*** Data supplied Section Begins ***

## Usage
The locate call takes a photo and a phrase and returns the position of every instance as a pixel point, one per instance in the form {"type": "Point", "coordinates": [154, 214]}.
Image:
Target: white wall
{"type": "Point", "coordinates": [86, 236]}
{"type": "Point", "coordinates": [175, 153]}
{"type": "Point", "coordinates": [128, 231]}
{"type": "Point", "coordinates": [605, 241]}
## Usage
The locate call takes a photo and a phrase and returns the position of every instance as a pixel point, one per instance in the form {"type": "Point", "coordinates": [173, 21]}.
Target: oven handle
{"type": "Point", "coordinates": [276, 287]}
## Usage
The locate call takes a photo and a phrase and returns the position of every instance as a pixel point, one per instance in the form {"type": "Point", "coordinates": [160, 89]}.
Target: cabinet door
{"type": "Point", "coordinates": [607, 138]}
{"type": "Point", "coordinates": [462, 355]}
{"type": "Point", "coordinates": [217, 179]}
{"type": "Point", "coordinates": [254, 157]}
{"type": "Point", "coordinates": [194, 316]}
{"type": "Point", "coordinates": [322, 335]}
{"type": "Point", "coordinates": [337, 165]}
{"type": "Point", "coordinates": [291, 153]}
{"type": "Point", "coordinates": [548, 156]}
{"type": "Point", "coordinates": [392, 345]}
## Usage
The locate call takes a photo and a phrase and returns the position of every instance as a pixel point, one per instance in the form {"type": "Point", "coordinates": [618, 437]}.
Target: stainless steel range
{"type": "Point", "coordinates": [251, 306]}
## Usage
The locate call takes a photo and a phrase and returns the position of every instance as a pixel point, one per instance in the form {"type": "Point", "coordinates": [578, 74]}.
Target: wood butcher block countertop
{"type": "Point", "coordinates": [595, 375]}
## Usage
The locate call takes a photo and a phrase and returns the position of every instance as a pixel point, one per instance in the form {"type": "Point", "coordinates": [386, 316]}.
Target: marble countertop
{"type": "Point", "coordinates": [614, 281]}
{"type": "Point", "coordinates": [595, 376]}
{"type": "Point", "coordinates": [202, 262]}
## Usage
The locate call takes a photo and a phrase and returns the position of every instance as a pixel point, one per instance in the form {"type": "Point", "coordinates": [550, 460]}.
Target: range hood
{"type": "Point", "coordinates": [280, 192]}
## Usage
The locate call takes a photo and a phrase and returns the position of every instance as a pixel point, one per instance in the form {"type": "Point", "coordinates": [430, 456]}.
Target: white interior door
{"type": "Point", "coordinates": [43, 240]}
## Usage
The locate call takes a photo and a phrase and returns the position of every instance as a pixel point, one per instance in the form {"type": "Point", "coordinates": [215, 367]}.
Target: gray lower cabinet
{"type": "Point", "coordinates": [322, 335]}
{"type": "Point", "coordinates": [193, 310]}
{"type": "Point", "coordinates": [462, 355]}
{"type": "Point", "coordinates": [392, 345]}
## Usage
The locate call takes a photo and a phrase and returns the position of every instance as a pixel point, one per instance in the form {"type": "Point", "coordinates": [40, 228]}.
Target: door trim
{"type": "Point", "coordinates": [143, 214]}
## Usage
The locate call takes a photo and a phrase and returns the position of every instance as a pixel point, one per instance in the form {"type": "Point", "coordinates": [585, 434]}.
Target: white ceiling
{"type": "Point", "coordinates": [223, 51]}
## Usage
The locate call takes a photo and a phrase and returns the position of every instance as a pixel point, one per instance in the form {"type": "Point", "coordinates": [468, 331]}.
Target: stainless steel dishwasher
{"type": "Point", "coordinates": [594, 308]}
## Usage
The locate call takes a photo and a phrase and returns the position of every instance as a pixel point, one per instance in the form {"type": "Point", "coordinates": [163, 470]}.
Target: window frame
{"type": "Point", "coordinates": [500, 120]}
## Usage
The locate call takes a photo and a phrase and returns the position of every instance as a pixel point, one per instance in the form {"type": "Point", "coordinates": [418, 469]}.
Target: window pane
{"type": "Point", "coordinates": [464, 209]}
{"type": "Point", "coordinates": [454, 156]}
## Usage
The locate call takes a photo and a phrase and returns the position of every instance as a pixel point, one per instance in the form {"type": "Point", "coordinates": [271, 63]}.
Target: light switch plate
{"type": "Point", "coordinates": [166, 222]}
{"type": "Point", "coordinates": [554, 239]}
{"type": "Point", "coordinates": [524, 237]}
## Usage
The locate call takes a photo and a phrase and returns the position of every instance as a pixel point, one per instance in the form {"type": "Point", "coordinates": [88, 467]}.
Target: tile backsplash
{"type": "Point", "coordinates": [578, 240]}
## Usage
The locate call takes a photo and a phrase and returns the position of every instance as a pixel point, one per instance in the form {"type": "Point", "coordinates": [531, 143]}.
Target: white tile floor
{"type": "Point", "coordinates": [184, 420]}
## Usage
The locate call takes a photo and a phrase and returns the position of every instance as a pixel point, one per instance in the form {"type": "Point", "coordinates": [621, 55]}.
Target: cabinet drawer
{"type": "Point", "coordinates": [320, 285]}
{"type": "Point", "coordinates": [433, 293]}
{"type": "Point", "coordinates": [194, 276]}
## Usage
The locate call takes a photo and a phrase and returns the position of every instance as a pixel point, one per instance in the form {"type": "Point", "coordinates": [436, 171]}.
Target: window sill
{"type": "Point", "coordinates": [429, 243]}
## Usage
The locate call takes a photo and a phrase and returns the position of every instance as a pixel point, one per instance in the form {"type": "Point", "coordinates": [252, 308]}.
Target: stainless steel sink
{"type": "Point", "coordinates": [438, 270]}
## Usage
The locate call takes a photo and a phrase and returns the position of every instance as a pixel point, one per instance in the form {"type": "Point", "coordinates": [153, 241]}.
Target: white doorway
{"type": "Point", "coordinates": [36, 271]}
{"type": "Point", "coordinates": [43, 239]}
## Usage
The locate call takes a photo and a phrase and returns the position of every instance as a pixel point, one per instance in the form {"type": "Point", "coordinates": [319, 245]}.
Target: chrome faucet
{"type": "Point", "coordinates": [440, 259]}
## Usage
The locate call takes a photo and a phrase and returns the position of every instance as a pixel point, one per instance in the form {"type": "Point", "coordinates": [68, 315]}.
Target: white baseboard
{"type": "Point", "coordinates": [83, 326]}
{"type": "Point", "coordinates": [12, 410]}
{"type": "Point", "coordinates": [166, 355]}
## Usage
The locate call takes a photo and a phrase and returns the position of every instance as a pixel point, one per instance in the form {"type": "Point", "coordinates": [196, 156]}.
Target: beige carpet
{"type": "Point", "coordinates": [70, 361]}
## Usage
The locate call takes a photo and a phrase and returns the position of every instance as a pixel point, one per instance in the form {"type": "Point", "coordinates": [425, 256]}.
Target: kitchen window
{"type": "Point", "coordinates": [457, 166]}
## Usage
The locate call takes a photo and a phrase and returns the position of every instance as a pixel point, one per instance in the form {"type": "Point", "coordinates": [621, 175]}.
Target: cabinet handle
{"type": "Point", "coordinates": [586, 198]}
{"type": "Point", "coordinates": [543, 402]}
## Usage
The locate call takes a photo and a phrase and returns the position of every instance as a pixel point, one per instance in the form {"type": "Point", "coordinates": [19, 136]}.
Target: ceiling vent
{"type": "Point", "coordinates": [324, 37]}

*** Data supplied Section Ends ***

**Task item**
Every single record is to be set down again, unaltered.

**Exercise solution**
## Usage
The locate call takes a photo and a phrase and returns the position of every instance as a pixel point, one per instance in the form {"type": "Point", "coordinates": [154, 214]}.
Image:
Target: white wall
{"type": "Point", "coordinates": [86, 236]}
{"type": "Point", "coordinates": [175, 153]}
{"type": "Point", "coordinates": [128, 231]}
{"type": "Point", "coordinates": [605, 241]}
## Usage
The locate call takes a photo and a phrase and returns the position of every instance as a pixel point, one per instance in the form {"type": "Point", "coordinates": [173, 21]}.
Target: oven handle
{"type": "Point", "coordinates": [276, 287]}
## Usage
The locate call takes a photo and a phrase and returns the position of every instance as a pixel point, one per instance in the form {"type": "Point", "coordinates": [160, 89]}.
Target: cabinet door
{"type": "Point", "coordinates": [607, 138]}
{"type": "Point", "coordinates": [462, 355]}
{"type": "Point", "coordinates": [217, 179]}
{"type": "Point", "coordinates": [254, 157]}
{"type": "Point", "coordinates": [194, 316]}
{"type": "Point", "coordinates": [322, 335]}
{"type": "Point", "coordinates": [337, 165]}
{"type": "Point", "coordinates": [291, 153]}
{"type": "Point", "coordinates": [548, 156]}
{"type": "Point", "coordinates": [392, 345]}
## Usage
The locate call takes a photo and a phrase and returns the position of every instance as a pixel point, one per instance in the form {"type": "Point", "coordinates": [618, 437]}.
Target: stainless steel range
{"type": "Point", "coordinates": [251, 306]}
## Usage
The locate call takes a photo and a phrase and returns the position of every instance as a pixel point, one per instance in the form {"type": "Point", "coordinates": [578, 74]}.
Target: wood butcher block countertop
{"type": "Point", "coordinates": [595, 375]}
## Usage
The locate call takes a photo and a phrase and returns the position of every instance as a pixel point, one per instance in the form {"type": "Point", "coordinates": [386, 316]}.
Target: marble countertop
{"type": "Point", "coordinates": [614, 281]}
{"type": "Point", "coordinates": [595, 376]}
{"type": "Point", "coordinates": [202, 262]}
## Usage
The locate call takes a photo and a phrase and returns the position of every instance as a pixel point, one per instance in the form {"type": "Point", "coordinates": [550, 460]}.
Target: range hood
{"type": "Point", "coordinates": [280, 192]}
## Usage
The locate call takes a photo and a phrase and returns the position of every instance as a pixel point, one per instance in the form {"type": "Point", "coordinates": [430, 456]}.
Target: white interior door
{"type": "Point", "coordinates": [43, 240]}
## Usage
The locate call takes a photo and a phrase and returns the position of every instance as a pixel point, one per instance in the form {"type": "Point", "coordinates": [215, 367]}.
Target: gray lower cabinet
{"type": "Point", "coordinates": [322, 335]}
{"type": "Point", "coordinates": [193, 310]}
{"type": "Point", "coordinates": [462, 355]}
{"type": "Point", "coordinates": [392, 345]}
## Usage
The locate call takes a photo and a phrase and returns the position of every instance as a pixel point, one per instance in the form {"type": "Point", "coordinates": [40, 228]}.
Target: door trim
{"type": "Point", "coordinates": [143, 214]}
## Usage
The locate call takes a photo and a phrase and returns the position of every instance as a pixel point, one per instance in the form {"type": "Point", "coordinates": [585, 434]}.
Target: white ceiling
{"type": "Point", "coordinates": [223, 51]}
## Usage
The locate call takes a photo and a phrase and returns the position of every instance as a pixel point, one per instance in the form {"type": "Point", "coordinates": [468, 331]}.
Target: stainless steel dishwasher
{"type": "Point", "coordinates": [594, 308]}
## Usage
The locate call takes a photo and a phrase and returns the position of every instance as a pixel point, one per instance in the form {"type": "Point", "coordinates": [163, 470]}.
Target: window frame
{"type": "Point", "coordinates": [500, 120]}
## Usage
The locate call takes a photo and a phrase and returns the position of every instance as a pixel point, one per instance in the form {"type": "Point", "coordinates": [418, 469]}.
Target: window pane
{"type": "Point", "coordinates": [464, 209]}
{"type": "Point", "coordinates": [454, 156]}
## Usage
The locate call takes a photo and a phrase and returns the position of every instance as a pixel point, one per instance in the form {"type": "Point", "coordinates": [271, 63]}.
Target: light switch plate
{"type": "Point", "coordinates": [166, 222]}
{"type": "Point", "coordinates": [554, 239]}
{"type": "Point", "coordinates": [524, 237]}
## Usage
The locate call takes a photo and a phrase and returns the position of every instance as a pixel point, one per instance in the form {"type": "Point", "coordinates": [88, 467]}.
Target: tile backsplash
{"type": "Point", "coordinates": [578, 240]}
## Usage
The locate call takes a photo and a phrase and returns the position of every instance as a pixel point, one per instance in the form {"type": "Point", "coordinates": [531, 143]}.
Target: white tile floor
{"type": "Point", "coordinates": [184, 420]}
## Usage
The locate call takes a photo and a phrase and returns the position of every instance as a pixel point, one per instance in the form {"type": "Point", "coordinates": [621, 55]}.
Target: cabinet drawer
{"type": "Point", "coordinates": [320, 285]}
{"type": "Point", "coordinates": [433, 293]}
{"type": "Point", "coordinates": [194, 276]}
## Usage
The locate call takes a photo and a phrase and returns the position of every instance as a pixel point, one per instance in the form {"type": "Point", "coordinates": [436, 171]}.
Target: window sill
{"type": "Point", "coordinates": [429, 243]}
## Usage
The locate call takes a photo and a phrase and returns the position of every instance as a pixel point, one per instance in the form {"type": "Point", "coordinates": [252, 308]}.
Target: stainless steel sink
{"type": "Point", "coordinates": [438, 270]}
## Usage
The locate call takes a photo and a phrase and returns the position of every instance as a pixel point, one per instance in the form {"type": "Point", "coordinates": [153, 241]}.
Target: white doorway
{"type": "Point", "coordinates": [36, 271]}
{"type": "Point", "coordinates": [43, 239]}
## Usage
The locate call takes a photo and a phrase and returns the position of every instance as a pixel point, one per instance in the form {"type": "Point", "coordinates": [319, 245]}.
Target: chrome faucet
{"type": "Point", "coordinates": [440, 259]}
## Usage
The locate call takes a photo and a phrase and returns the position of every instance as a pixel point, one per instance in the form {"type": "Point", "coordinates": [68, 315]}.
Target: white baseboard
{"type": "Point", "coordinates": [83, 326]}
{"type": "Point", "coordinates": [12, 410]}
{"type": "Point", "coordinates": [166, 355]}
## Usage
The locate call takes a photo and a phrase and returns the position of every instance as a pixel point, one per instance in the form {"type": "Point", "coordinates": [196, 156]}.
Target: beige carpet
{"type": "Point", "coordinates": [70, 361]}
## Usage
The locate call takes a photo and a phrase and returns the position of every instance as a pixel point, one per instance in the form {"type": "Point", "coordinates": [425, 256]}.
Target: kitchen window
{"type": "Point", "coordinates": [457, 166]}
## Usage
The locate call takes a photo and a phrase and returns the position of every instance as a pixel point, one per instance in the form {"type": "Point", "coordinates": [621, 175]}.
Target: cabinet handle
{"type": "Point", "coordinates": [586, 198]}
{"type": "Point", "coordinates": [543, 402]}
## Usage
The locate call takes a photo and a phrase and returns the position of every instance as a pixel point, one per instance in the form {"type": "Point", "coordinates": [19, 136]}.
Target: ceiling vent
{"type": "Point", "coordinates": [324, 37]}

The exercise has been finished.